Aim of the task -
Rewrite all the lines of the entries below, requests included, scaling every coordinate in the answers by 0.25 and rounding to whole numbers, with halves rounded up. Keep the numbers in the requests and their layout samples as they are.
──────── Task material ────────
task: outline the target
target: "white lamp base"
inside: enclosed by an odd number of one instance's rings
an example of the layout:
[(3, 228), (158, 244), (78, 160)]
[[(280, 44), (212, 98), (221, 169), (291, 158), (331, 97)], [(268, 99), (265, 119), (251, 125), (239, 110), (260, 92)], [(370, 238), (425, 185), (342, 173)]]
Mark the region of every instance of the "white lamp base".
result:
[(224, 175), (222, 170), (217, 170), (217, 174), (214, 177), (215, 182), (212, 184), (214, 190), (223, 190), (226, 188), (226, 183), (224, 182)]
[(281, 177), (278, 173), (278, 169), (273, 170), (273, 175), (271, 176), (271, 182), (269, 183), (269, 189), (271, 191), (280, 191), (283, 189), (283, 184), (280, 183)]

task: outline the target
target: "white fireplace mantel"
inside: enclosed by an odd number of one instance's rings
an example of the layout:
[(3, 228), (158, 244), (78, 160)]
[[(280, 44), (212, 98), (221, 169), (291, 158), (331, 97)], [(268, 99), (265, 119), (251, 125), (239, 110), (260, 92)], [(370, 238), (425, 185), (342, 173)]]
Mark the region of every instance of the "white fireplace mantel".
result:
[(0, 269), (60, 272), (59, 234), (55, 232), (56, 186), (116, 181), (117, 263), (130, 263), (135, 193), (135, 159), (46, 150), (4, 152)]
────────
Output for this task -
task: outline the target
target: "white lamp base"
inside: enclosed by an odd number of one instance's rings
an example of the layout:
[(3, 228), (158, 244), (78, 160)]
[[(280, 44), (212, 98), (221, 169), (291, 158), (331, 97)], [(268, 99), (265, 119), (251, 125), (239, 110), (260, 92)], [(370, 238), (425, 185), (342, 173)]]
Mark the region of every instance of the "white lamp base".
result:
[(56, 44), (56, 43), (54, 43), (54, 44), (54, 44), (54, 46), (53, 46), (54, 48), (56, 48), (57, 47), (57, 46), (56, 46)]
[(70, 44), (70, 43), (70, 42), (68, 43), (68, 44), (68, 44), (68, 46), (67, 46), (67, 47), (68, 48), (70, 48), (71, 47), (71, 46), (70, 46)]

task: outline the target
target: "white fireplace mantel"
inside: enclosed by an odd number of one instance's rings
an example of the layout:
[(3, 228), (158, 244), (78, 160)]
[[(280, 44), (212, 98), (221, 169), (291, 158), (331, 97)], [(268, 99), (265, 119), (251, 125), (239, 110), (260, 92)], [(370, 238), (425, 185), (342, 173)]]
Mark the region of every instance of the "white fireplace mantel".
result:
[(0, 67), (15, 68), (15, 59), (14, 58), (14, 47), (29, 45), (29, 66), (33, 66), (34, 48), (34, 40), (12, 38), (1, 38)]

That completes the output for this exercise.